======== GIVEN INFORMATION
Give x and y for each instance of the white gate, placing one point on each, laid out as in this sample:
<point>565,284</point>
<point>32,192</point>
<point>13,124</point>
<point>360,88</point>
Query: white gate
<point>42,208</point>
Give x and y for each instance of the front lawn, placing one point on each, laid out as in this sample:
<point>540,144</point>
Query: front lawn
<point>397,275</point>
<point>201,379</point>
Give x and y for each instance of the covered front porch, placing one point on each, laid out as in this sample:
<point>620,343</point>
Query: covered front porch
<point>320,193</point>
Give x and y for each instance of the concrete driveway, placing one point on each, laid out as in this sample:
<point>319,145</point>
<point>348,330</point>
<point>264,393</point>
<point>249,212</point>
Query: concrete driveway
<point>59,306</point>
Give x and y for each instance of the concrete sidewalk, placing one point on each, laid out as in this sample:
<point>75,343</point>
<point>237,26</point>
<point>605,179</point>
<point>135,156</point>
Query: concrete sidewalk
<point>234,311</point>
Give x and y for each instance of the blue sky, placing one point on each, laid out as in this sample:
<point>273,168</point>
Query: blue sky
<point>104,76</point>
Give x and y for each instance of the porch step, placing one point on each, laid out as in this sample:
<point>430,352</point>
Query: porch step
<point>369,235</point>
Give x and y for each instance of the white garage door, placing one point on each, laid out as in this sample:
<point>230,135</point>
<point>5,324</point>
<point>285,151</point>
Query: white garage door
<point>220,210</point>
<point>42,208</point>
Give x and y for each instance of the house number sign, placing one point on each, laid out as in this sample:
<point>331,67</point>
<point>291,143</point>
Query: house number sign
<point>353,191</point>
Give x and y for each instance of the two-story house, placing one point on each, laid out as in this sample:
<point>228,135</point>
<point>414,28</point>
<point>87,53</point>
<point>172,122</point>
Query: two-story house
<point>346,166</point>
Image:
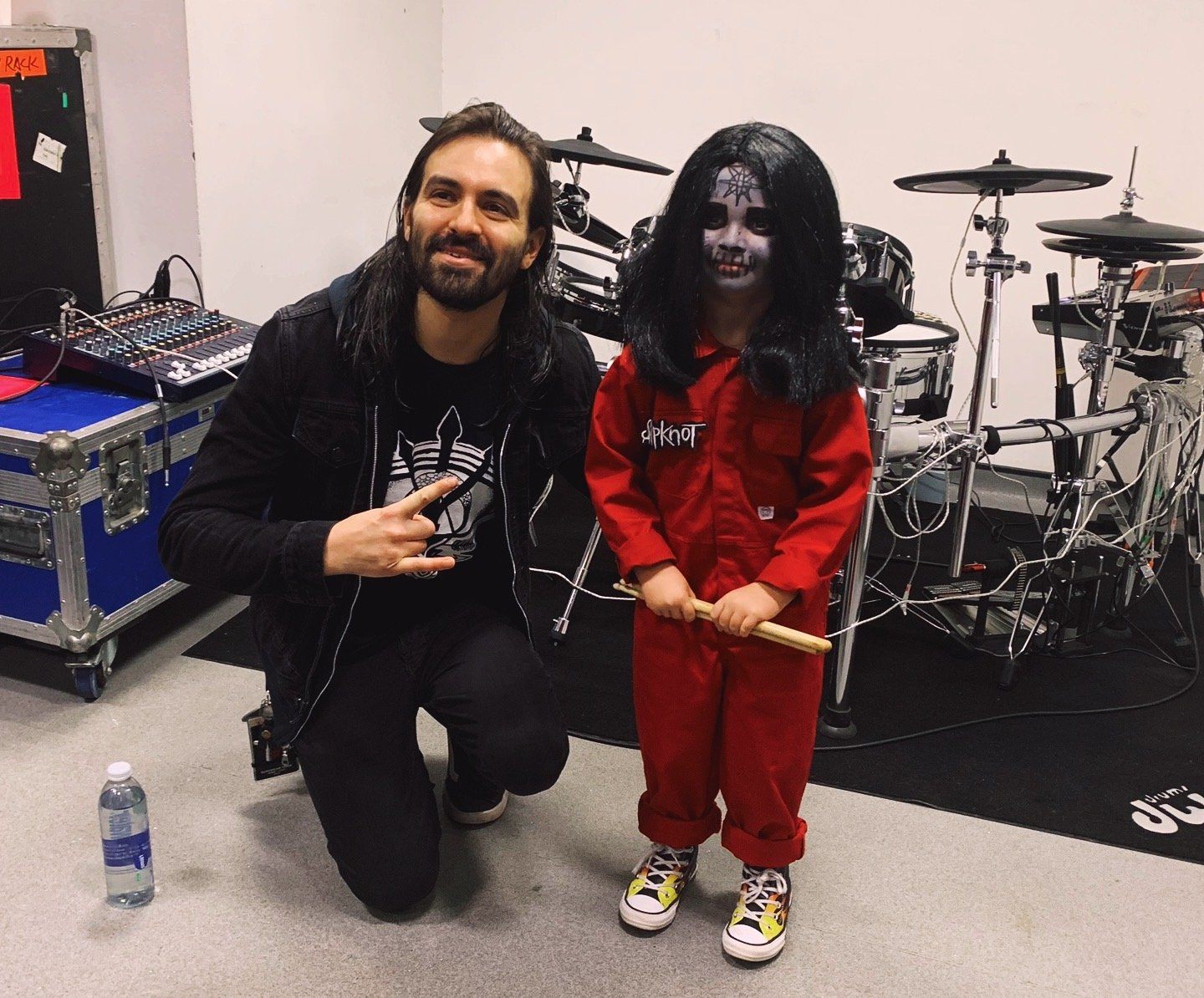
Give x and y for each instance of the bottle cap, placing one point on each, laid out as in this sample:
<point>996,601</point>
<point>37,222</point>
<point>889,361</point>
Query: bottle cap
================
#### WHAT IS EXPECTED:
Only the lines from the one containing "<point>273,168</point>" through the final line of the records should be transcribed, exactly and with no pictures.

#### EXERCISE RESULT:
<point>273,168</point>
Query: blue sky
<point>104,76</point>
Give x and y for each instance of the porch step, placing one point on each, laid out as in this sample:
<point>430,352</point>
Query: porch step
<point>369,235</point>
Give x and y for each instance of the white garage door, placing one point on each, laid out as in this sample:
<point>230,135</point>
<point>5,324</point>
<point>285,151</point>
Query: white garage door
<point>220,210</point>
<point>42,208</point>
Give x and y for each instance of the house number sign, placing one point on each, laid out as in this sample:
<point>331,67</point>
<point>291,143</point>
Query: house number sign
<point>353,191</point>
Give x and y for each instance of the two-story house, placing one point on each, laid out as in this sample:
<point>228,135</point>
<point>414,28</point>
<point>87,53</point>
<point>172,122</point>
Query: two-story house
<point>346,166</point>
Image:
Give x and y for each instance of the bottle cap, placing one point on each, laid out as in this sample:
<point>996,601</point>
<point>37,222</point>
<point>889,361</point>
Query: bottle cap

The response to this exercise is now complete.